#### EXCERPT PROVIDED:
In [1]:
import warnings
warnings.filterwarnings('ignore')
import pandas as pd
import numpy as np
import copy
from torch import nn
from torch import optim
import torch.nn.functional as F
import syft as sy
import torch as th
from helpers import Model, connect_to_workers

# BEWARE, ignoreing warnings is not always a good idea
# I am doing it for presentation

W0821 23:03:26.408246 140031293081408 secure_random.py:26] Falling back to insecure randomness since the required custom op could not be found for the installed version of TensorFlow. Fix this by compiling custom ops. Missing file was '/home/mkucz/p_venv/lib/python3.6/site-packages/tf_encrypted/operations/secure_random/secure_random_module_tf_1.14.0.so'
W0821 23:03:26.417490 140031293081408 deprecation_wrapper.py:119] From /home/mkucz/p_venv/lib/python3.6/site-packages/tf_encrypted/session.py:26: The name tf.Session is deprecated. Please use tf.compat.v1.Session instead.



<a id="encrypted_dl"></a>
## Encrypted Deep Learning
Encrypted Deep Learning aims to preserve model accuracy and predictive power, without compromising the privacy and identity of individual users in the data. Encrypted deep learning provides privacy by enciphering the values that are being computed. Encrypted deep learning can involve encrypting the gradients or encrypting the data as well. I will walk through examples of encrypted deep learning using secure multi-party computation.

<a id="smpc"></a>
#### Secure Multi-Party Computation (SMPC)
PySyft has employed encryption using secure multi-party computation (SMPC). To learn more about the basics of SMPC and differential privacy [check out my SMPC (PySyft inspired) notebook](https://htmlpreview.github.io/?https://github.com/mkucz95/private_ai_finance/blob/master/secure_multi_party_computation.html). This will help you understand how the steps below successfully encrypt data while preserving model accuracy.

<a id="fl_encrypt_avg"></a>
### Encrypted Gradient Aggregation

The previous implementations of federated learning have all relied on a *'trusted aggregator'*. Unfortunately, in many scenarios we would probably not want to have to rely on such a third-party, potentially because no third-party can be deemed trustworthy enough.

#### WHAT YOU NEED TO DO:
Answer from the encrypted deep learning excerpt:
(a) What encryption method has PySyft employed?
(b) What have the previous implementations of federated learning all relied on?
(c) What reason does the code comment give for ignoring warnings?
The listing after the encrypted deep learning excerpt is separate material.

#### DATA SECTION:
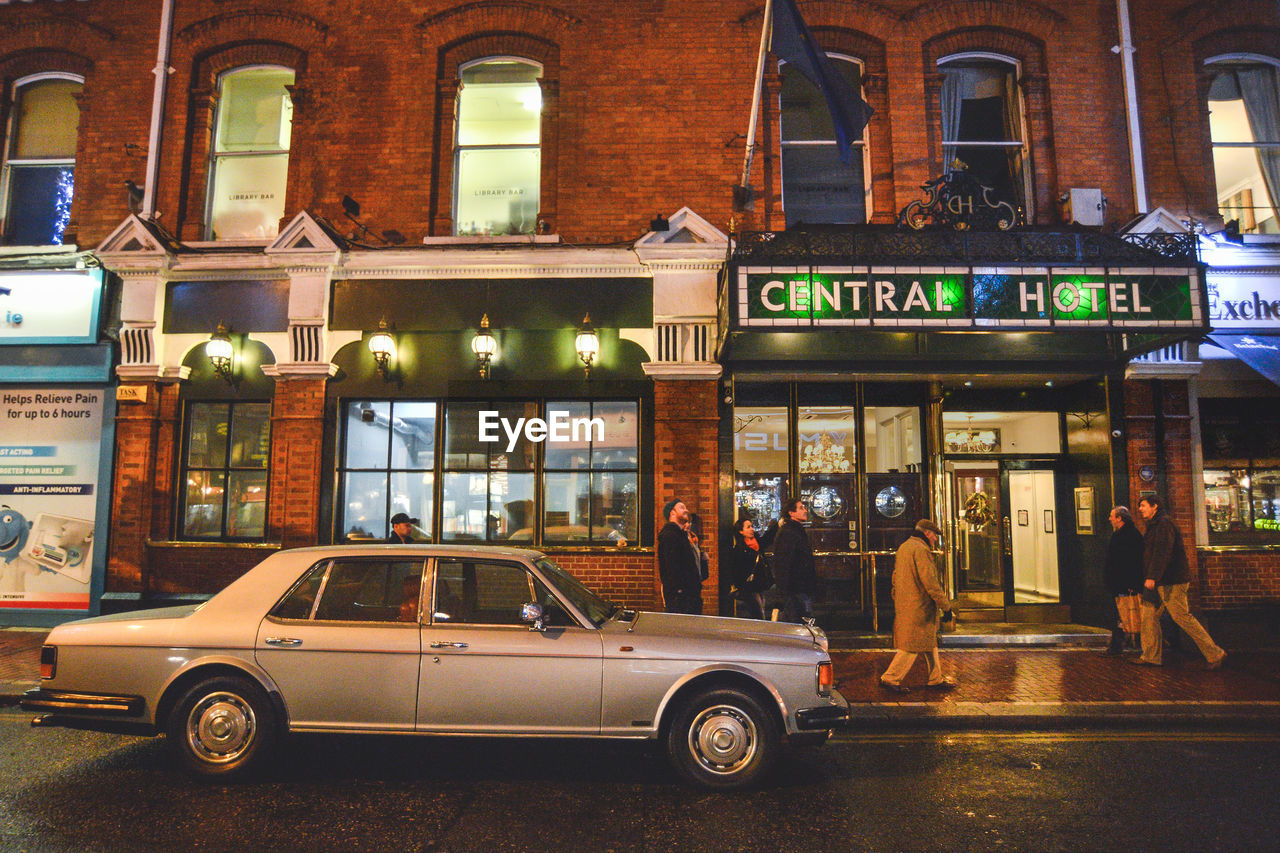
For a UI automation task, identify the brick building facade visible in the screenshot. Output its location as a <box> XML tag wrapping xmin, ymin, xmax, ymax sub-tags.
<box><xmin>0</xmin><ymin>0</ymin><xmax>1280</xmax><ymax>625</ymax></box>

#### EXERCISE RESULT:
(a) Secure multi-party computation (SMPC).
(b) A trusted aggregator.
(c) It is done for presentation.